#### WHAT YOU SHOULD DO:
List each line in the records below that contains the word "small". Copy every such line in full.

Image location labeling entries
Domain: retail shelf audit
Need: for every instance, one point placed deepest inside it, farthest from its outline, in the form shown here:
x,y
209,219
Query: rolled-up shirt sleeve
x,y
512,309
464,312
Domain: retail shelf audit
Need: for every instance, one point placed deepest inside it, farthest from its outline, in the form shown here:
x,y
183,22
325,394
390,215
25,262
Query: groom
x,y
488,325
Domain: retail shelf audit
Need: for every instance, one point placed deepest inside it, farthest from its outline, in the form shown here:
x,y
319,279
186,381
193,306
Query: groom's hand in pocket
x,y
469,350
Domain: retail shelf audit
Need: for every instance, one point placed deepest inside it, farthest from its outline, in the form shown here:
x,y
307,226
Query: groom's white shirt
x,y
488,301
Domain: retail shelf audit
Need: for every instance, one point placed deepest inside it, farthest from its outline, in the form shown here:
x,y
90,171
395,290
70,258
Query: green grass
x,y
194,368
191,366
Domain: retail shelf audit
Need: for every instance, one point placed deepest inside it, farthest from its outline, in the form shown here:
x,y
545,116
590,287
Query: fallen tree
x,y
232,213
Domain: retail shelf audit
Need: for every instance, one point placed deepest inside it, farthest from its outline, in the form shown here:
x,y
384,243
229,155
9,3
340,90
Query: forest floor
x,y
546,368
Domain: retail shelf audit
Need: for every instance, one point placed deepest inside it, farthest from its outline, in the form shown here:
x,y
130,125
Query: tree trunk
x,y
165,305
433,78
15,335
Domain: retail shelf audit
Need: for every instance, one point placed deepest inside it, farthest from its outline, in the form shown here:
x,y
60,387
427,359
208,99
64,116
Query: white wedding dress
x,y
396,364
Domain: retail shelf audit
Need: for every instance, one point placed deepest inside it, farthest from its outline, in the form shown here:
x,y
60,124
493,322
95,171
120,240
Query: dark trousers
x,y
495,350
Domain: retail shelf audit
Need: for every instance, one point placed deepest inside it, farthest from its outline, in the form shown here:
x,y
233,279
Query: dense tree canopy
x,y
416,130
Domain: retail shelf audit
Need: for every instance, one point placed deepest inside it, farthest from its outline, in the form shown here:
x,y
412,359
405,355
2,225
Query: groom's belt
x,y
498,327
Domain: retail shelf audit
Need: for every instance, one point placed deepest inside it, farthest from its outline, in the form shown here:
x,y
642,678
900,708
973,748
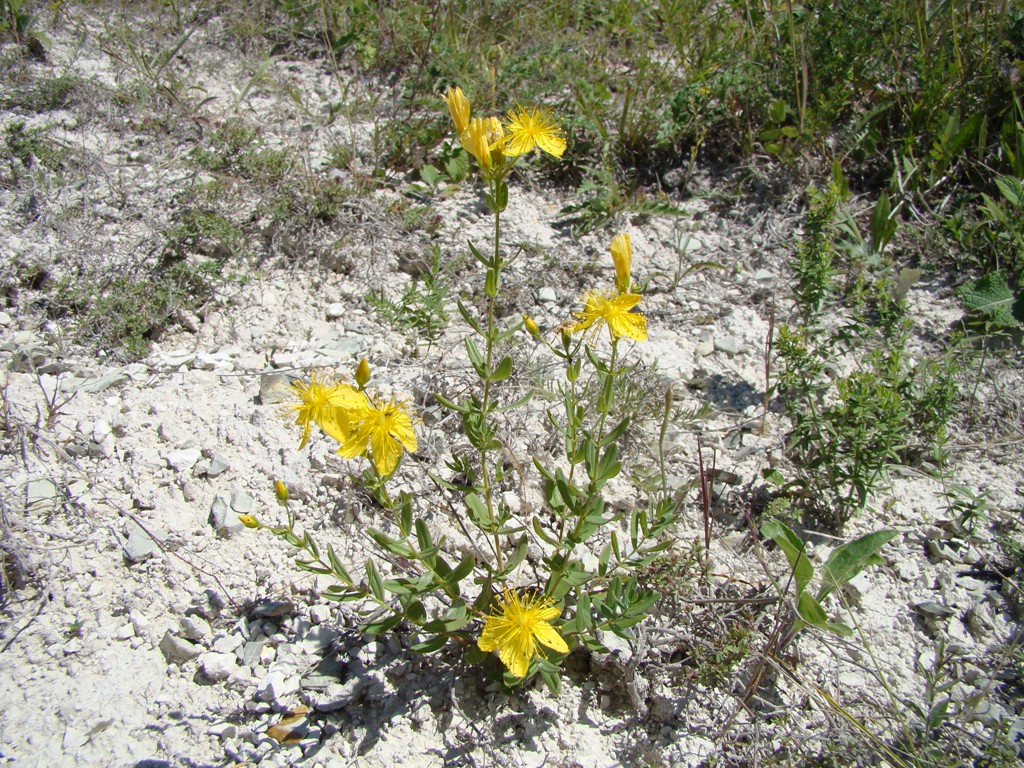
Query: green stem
x,y
485,400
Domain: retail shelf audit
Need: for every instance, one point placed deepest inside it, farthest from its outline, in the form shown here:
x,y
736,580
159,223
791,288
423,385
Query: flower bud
x,y
459,108
530,325
363,373
622,255
281,491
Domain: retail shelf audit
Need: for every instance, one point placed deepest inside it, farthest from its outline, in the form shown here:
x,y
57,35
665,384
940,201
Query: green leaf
x,y
476,358
452,404
848,560
478,512
479,256
429,646
463,569
991,298
381,626
503,371
469,317
790,543
812,612
394,546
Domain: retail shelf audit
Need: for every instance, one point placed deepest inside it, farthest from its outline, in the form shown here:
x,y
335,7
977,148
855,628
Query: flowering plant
x,y
492,598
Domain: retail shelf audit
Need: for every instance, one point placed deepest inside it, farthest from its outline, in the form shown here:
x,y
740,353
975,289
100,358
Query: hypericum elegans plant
x,y
487,598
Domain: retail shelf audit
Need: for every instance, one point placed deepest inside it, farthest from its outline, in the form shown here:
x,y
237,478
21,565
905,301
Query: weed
x,y
422,305
238,150
126,312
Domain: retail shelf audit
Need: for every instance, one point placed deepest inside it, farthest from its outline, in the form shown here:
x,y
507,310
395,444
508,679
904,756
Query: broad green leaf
x,y
429,646
375,581
381,626
991,297
848,560
803,571
811,611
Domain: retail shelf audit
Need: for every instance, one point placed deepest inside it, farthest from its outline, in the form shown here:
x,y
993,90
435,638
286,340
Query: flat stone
x,y
218,666
217,466
177,649
242,503
339,695
41,494
275,388
728,344
141,544
183,460
196,629
223,518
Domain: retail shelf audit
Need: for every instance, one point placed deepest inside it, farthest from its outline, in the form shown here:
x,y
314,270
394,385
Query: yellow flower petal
x,y
516,627
546,635
612,310
529,128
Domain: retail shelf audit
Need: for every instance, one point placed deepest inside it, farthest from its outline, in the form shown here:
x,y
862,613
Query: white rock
x,y
183,460
196,629
176,649
218,666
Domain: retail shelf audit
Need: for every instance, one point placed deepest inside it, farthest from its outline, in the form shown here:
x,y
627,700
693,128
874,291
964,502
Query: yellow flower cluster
x,y
363,424
492,142
612,307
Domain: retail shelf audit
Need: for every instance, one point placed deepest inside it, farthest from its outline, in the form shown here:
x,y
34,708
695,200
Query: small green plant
x,y
238,150
422,307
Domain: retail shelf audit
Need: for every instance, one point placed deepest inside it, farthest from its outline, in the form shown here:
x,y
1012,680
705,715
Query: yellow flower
x,y
383,428
528,128
459,107
517,626
318,403
614,310
622,255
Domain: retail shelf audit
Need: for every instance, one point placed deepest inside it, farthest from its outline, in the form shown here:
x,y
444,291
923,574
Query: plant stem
x,y
485,399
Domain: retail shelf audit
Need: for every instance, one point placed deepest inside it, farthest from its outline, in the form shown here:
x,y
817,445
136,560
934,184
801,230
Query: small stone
x,y
340,695
183,459
275,388
195,628
223,518
281,681
728,344
217,466
142,543
250,654
906,569
242,503
218,666
320,613
176,649
41,495
223,730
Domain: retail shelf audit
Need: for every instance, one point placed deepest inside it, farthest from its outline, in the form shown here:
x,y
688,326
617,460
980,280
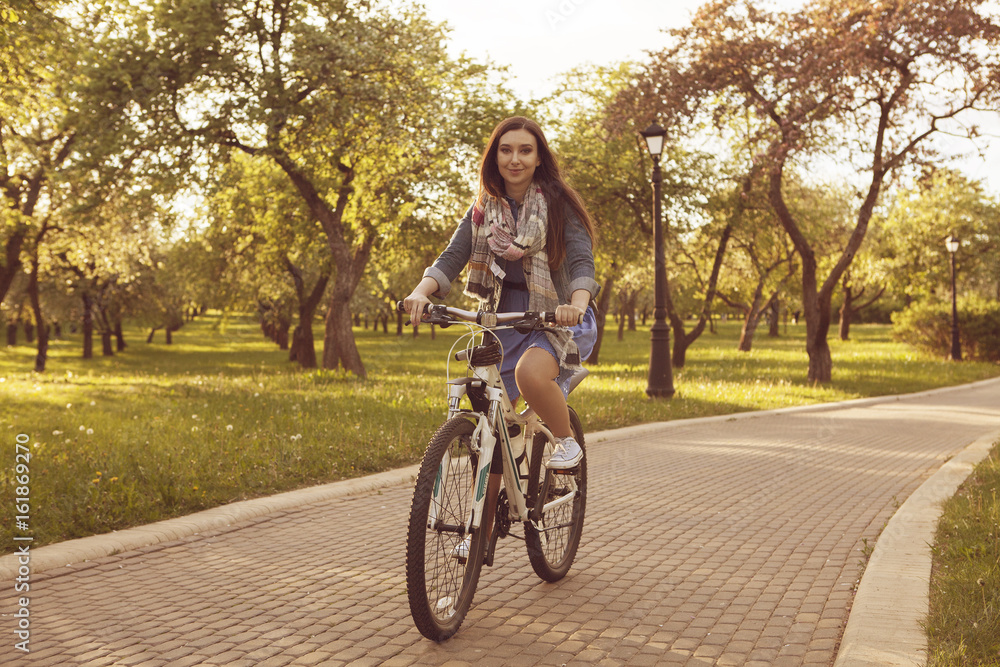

#### EXERCISE ANSWER:
Query: small green plant
Query: small stone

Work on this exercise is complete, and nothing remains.